- _AIM_
Reproduce every row below with "pixel coordinates" changed to "image coordinates" and nothing else altered. Omit the pictures from your output.

================

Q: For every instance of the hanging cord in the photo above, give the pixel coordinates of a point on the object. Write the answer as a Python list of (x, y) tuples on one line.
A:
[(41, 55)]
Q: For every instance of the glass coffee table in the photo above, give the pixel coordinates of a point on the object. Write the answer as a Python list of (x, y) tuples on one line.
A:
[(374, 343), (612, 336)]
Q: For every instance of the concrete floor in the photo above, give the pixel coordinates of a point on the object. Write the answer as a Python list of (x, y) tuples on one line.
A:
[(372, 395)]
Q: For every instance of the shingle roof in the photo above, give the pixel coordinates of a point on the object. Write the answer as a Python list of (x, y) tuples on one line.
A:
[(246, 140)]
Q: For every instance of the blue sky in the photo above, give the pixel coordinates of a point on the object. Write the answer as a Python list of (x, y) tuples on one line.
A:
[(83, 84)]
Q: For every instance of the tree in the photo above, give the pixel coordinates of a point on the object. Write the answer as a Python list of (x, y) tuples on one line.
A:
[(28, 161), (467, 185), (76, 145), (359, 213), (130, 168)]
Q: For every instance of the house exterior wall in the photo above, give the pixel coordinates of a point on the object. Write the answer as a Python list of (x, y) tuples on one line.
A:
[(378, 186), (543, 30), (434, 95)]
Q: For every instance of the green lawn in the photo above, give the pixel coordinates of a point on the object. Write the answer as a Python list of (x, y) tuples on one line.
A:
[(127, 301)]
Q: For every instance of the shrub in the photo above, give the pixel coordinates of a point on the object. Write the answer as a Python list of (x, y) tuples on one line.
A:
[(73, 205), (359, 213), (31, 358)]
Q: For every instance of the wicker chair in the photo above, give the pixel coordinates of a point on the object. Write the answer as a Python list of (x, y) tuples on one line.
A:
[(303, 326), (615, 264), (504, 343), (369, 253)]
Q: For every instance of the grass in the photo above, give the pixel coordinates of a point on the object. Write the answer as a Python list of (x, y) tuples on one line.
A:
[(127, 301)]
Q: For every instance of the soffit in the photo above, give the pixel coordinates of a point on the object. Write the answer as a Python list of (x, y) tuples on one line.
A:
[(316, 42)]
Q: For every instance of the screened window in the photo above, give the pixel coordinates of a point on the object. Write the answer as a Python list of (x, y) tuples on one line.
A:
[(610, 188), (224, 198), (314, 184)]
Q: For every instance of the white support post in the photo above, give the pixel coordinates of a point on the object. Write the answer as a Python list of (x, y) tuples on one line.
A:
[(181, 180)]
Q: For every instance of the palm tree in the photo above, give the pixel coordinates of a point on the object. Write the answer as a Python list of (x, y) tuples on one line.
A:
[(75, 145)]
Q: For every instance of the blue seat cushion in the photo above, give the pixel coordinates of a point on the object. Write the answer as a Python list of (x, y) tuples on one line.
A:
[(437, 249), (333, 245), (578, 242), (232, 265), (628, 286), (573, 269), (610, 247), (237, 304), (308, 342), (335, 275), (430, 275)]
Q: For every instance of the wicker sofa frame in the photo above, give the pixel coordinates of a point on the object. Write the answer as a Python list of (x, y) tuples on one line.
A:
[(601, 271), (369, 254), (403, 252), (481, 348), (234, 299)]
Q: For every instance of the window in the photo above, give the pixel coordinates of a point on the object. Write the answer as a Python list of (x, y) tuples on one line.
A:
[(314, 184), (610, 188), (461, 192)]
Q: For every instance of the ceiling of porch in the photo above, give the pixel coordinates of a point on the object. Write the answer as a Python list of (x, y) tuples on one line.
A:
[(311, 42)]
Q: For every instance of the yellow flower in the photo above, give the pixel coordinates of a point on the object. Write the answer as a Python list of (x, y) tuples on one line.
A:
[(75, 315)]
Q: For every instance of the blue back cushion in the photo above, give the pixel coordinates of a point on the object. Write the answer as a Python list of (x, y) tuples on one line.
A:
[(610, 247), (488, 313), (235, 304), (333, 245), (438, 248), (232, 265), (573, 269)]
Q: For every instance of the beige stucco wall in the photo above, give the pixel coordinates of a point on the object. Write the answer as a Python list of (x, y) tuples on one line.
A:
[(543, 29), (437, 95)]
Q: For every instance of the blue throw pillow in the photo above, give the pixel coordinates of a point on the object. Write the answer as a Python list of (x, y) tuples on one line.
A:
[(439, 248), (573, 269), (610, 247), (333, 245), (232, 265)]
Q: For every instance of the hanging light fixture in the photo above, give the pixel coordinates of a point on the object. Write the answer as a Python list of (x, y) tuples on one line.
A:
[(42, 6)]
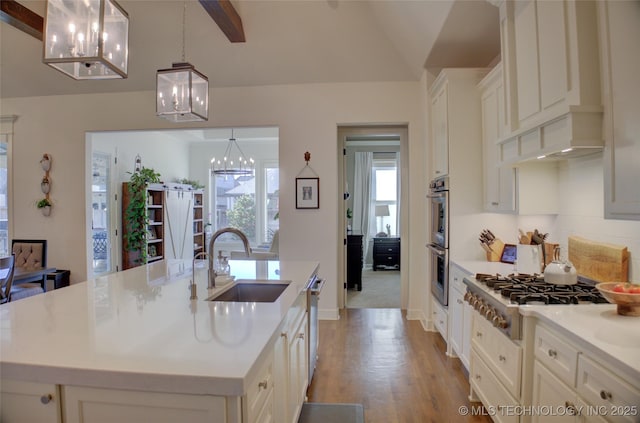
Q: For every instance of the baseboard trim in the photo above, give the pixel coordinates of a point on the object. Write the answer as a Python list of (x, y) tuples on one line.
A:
[(329, 314)]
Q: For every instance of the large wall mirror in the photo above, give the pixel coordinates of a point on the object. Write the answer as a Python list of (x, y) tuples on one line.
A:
[(249, 202)]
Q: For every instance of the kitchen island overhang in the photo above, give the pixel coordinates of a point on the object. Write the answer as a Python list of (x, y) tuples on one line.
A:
[(138, 330)]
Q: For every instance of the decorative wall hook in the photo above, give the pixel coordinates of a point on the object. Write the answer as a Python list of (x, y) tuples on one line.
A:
[(45, 162), (45, 185), (138, 165)]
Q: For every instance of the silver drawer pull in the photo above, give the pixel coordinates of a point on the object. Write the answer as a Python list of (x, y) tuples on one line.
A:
[(571, 408)]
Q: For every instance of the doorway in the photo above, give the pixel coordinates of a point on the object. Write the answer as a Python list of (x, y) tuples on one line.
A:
[(372, 215)]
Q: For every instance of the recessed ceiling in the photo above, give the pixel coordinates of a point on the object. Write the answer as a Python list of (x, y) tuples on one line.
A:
[(287, 42)]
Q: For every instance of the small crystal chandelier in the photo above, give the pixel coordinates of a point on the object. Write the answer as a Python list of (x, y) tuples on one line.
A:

================

- _OUTPUT OF THE EXERCISE_
Q: For every instance of the hanging cord in the photo above, give the image coordinates of a point on the object. Write the answer as a Python list of (x, y) tuples on one line.
A:
[(41, 55)]
Q: For every instance of the glass coffee table in the photo above, give the image coordinates of a point on the object. Write the answer as a Python list of (x, y) tuples on one line.
A:
[(374, 343), (612, 336)]
Q: For every instance of the concrete floor in the photo above, give the image coordinates of a point on the object. Write the answer as a Python list of (x, y) tuples on one line.
A:
[(372, 395)]
Q: For every instance of the shingle roof in the photo above, give the image coordinates of a point on the object. Write the answer as a Python list of (x, y) tuples on one line.
A:
[(246, 140)]
Q: For every instance of the blue sky in the photo above, give the image coordinates of a point on the object. Write the answer as a Python list of (x, y) tuples on one line.
A:
[(83, 84)]
Q: For every instance of the tree in the photo above, give the image coordinates of a point on the object. Write the answer as a Python list of (x, y) tuples on one line.
A:
[(28, 161), (467, 185), (76, 145), (359, 213), (130, 168)]
Q: For every instance of the house exterior wall in the photo above, give the image coordinates of a point on the object. Write the answer as a Python list of (x, y) tuples on one line.
A:
[(378, 186), (543, 30), (434, 95)]
Q: For every instance of the green lawn in the photo above, give the image coordinates of a point on the object. Write the answer as a Python list of (x, y) tuples on one line.
A:
[(127, 301)]
Q: For every instance of the shrub in the photo above, give the image coordinates of a point on the object. Write the answer as a Python list of (x, y) tuples on one line.
A:
[(73, 205), (359, 213), (31, 358)]
Q: For every instance of the wicker chair in the photo above, give the image coordinates of a point on the object. Write the answer as a Python list of (x, y) tuples on one line.
A:
[(303, 326), (615, 264), (504, 343), (369, 253)]
Q: For every instance of the grass in the photo above, give the image coordinates of a point on the object. Write the answer as a Python list of (x, y) tuples on one line.
A:
[(127, 301)]
Q: For every instance of the soffit in the photo above, give the image coordinates of a point on the object. Write the answer as a Python list of (x, y) tuples on one line.
A:
[(316, 42)]
Q: For every instance of the screened window in the photo above, give the image coordinates of a point on the object. Write the answer as a Python list of (x, y) tuples on one line.
A:
[(610, 188), (224, 198), (314, 184)]
Q: For every instance of the white support post in the photo above, give the image coordinates of a point on the object. Write the answer as a Python list of (x, y) tuples on one line.
A:
[(181, 180)]
Q: For every instance of the palm tree in the photo above, give the image coordinates of a point on the object. Write the answer as a Python list of (x, y) tuples on one line.
A:
[(75, 145)]
Q: For every instance of the blue seat cushion in the photo above, give the image coordinates of a point on the object. Write the answer as a Python list of (x, y) tuples on one line.
A:
[(437, 249), (333, 245), (578, 242), (232, 265), (628, 286), (573, 269), (610, 247), (237, 304), (308, 342), (335, 275), (430, 275)]
Q: For every instance of the wicker sofa frame in the photo above, give the image coordinates of a point on the object. Write the answer as a Python list of (x, y) tuples on one line.
A:
[(601, 271), (369, 254), (403, 252), (481, 348), (234, 299)]
Q: For every instance of the window in the photo above, give the image coordinates of a point on the object. Write the answer as a Python list of (x, y) tuples on one line.
A:
[(314, 184), (610, 188), (461, 192)]
Q: For every instance of the ceiling of porch in the photo above, give the image coordinates of a point on the object. Write the answer as a Python list of (x, y) tuples on one line.
A:
[(311, 42)]
Q: For every instance of the yellow flower in the photo above, give the image coordinates of a point on the object. Write the answer as a Python list of (x, y) tuples on one line.
A:
[(75, 315)]
Q: For every instance of the blue back cushion in the photo above, give the image coordinates of a point on the object. Write the answer as a Python list of (x, y) tuples on one line.
A:
[(610, 247), (488, 313), (235, 304), (333, 245), (438, 248), (232, 265), (573, 269)]
Q: For every instance of the beige stucco wall in the photo above, give the image coordinates of a point on the object. Write the answer as a Python list of (x, y) tuples on one line.
A:
[(543, 29), (437, 95)]
Q: For every instance of the blue throw pillow in the photo above, give the image coordinates of a point on the object. Write the answer as a Python list of (x, y) tuples on one line.
A:
[(439, 248), (573, 269), (610, 247), (333, 245), (232, 265)]
Q: For every instance of the hanging light fixture in the photo above, give the image coordinates of a point on the object. Write the answer as a Python list of (x, y) tuples on one line.
A:
[(42, 6)]
Q: For every instance of the baseboard trim in the photo above, give the image coordinates of a point on the object. Write the answer as a Python list of (x, y) tuples on one line.
A:
[(329, 314)]
Q: For every instance of the large wall mirror in the photo above, give the image coordinates of a point on the object. Write the answer as a Python list of (x, y) tuples on one line.
A:
[(249, 202)]
Q: For every instance of the kitchen island overhang in the photo above, give the image coordinates of a point on the object. Write the answer as a Python list of (x, y) tuples on one line.
A:
[(138, 330)]
Q: For every instance of the decorative wall hook in the photo above, give the image coordinates of a point on the object. Write the answer as a Python list of (x, y) tuples on one line.
A:
[(45, 162), (45, 185), (138, 165)]
Q: For every instance of the silver drawer pull in the photo above, give the image coordinates of a point on the object. Write the answer as a Python list of (x, y) tuples on one line.
A:
[(571, 408)]
Q: For every instance of the doorway in the photo above, give the image coordinates of a point on the object. Write the answer as a Python list of (x, y) tuples on one line.
A:
[(372, 215)]
Q: For every instance of the recessed ceiling in the photo above, give the image coordinates of a point on the object. Write the answer as a Python list of (x, y) tuples on one line.
A:
[(287, 42)]
Q: For every instance of the small crystal chandelier in the photo above, give the image coordinates of a point on the object. Write the answer as a Python list of (x, y) tuples on one line.
A:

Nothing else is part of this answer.